- 作業指示 A:
参考文献の控え方を扱った抜粋資料によると、筆者は後で見たい論文が紹介されたとき、どの3つの情報を控えていますか。
- 作業指示 B:
参考文献の控え方とPubMed検索について述べた抜粋資料を、最後の文の後から書き継いでください。

- 抜粋資料:
※

参考文献の提示の方法は様々ですが、今まで見た中で代表的なものをまずは列挙。

提示法
論文のようにびっしりMesulam MM, Wieneke C, Thompson C, et al. Quantitative classification of primary progressive aphasia at early and mild impairment stages. Brain. 2012;135:1537-53.
簡易版Mesulam MM et al. Brain 2012: 1537-53
PMIDのみPMID: 22525158
論文表紙の上部の画像貼り付け

文献特定のために必要な情報を考えると、このような提示から次のようなものを目的に合わせて控えるといいかなと思ってます。

必要な情報メリットデメリット
筆頭著者
掲載雑誌
少ない情報量で控えやすい時々同じ年に同じ雑誌に同じ名前の筆頭著者の論文があって混乱することも
論文タイトル該当論文だけでなく、似た内容の論文もひっかけられて、目的の複数論文にたどり着ける長い。控えている間にスライドが変わったり話についていけなくなる。
PMIDすぐ控えられ、論文を確実に1つ特定できる数字を間違ってメモしたら最悪。演者が間違って記載してしまった、ということもあるかも。あまり浸透していないのでPMIDを提示する演者は少ない。

筆頭著者、掲載雑誌、年から論文を見つける

僕はあとで見たい論文が紹介されたら、一番最初の「筆頭著者、掲載雑誌、年」を控えてます。

この3つからPubMedで効率よく該当論文を見つけるには、検索キーワードの属性を指定してやればOKです。

例えばMesulamが筆頭著者で、Brainに2012年に掲載された論文の検索式はこんな感じ。


((Mesulam[Author – First]) AND “Brain”[Journal]) AND (“2012/1/1″[Date – Publication] : “2013/1/1″[Date – Publication])

[Author – First]はキーワードが1st authorであること、[Journal]はキーワードが掲載雑誌であること、(“2012/1/1″[Date – Publication] : “2013/1/1″[Date – Publication])は出版されたが2012/1/1から2013/1/1であること(つまり2012年中)をそれぞれ指定してます。

※

- データ一覧:
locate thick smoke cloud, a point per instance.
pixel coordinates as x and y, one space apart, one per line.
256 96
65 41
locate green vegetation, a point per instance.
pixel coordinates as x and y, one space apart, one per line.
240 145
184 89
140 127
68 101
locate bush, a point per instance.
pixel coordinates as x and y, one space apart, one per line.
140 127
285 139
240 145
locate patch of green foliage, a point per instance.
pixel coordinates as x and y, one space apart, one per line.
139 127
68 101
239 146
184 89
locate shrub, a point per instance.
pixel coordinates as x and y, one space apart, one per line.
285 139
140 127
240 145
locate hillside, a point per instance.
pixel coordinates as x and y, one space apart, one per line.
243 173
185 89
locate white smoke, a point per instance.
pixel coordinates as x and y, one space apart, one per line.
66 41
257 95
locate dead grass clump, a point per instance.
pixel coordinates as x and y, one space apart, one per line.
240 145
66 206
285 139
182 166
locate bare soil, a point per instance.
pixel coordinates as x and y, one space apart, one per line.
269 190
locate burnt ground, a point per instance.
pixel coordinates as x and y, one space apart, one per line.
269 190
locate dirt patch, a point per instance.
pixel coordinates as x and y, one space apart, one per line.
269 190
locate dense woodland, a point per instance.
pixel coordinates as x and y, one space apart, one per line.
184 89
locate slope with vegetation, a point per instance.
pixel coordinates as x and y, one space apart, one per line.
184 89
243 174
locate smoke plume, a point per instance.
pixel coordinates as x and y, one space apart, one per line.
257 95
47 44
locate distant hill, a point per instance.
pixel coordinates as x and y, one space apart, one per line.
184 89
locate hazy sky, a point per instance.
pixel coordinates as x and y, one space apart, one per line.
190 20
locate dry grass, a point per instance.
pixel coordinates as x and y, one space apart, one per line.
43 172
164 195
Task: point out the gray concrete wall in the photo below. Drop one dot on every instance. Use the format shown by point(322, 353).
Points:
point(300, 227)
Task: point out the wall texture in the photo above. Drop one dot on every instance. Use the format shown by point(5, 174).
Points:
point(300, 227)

※

- 解答欄 A:
筆頭著者、掲載雑誌、年の3つです。

- 解答欄 B:
ANDは3つのキーワードを全て含む論文を検索するための指定です。

この属性指定タグをいちいち打つのが面倒な場合は、PubMedの検索窓の直下に”Advanced”というのがあるので、そこをクリックしてみてください。

PubMedトップページのAdvancedリンク

すると、各キーワードをどのような属性で検索するかを簡単に指定できるページに映ります。僕も普段これを使って色々検索を工夫してます。

Advancedでの検索画面

実際にこの検索で、MesulamのPrimary Progressive Aphasiaの3タイプに関する論文が1つ特定できました。

PMIDを利用する

PMIDはPubMed Unique Identifierのことで、PubMedが各論文に一意につけているIDです。なので、このIDがわかれば確実に1つの論文が特定できます。

PubMedで検索すると、検索結果の雑誌名の下や、Abstractの下の方にちっちゃく”PMID:********“と書かれているそれです。

PMIDから論文のアブストラクトに飛ぶのはとても簡単で、PubMedトップページのURLの後ろに/をつけ、PMIDの数字を追加すれば一発です。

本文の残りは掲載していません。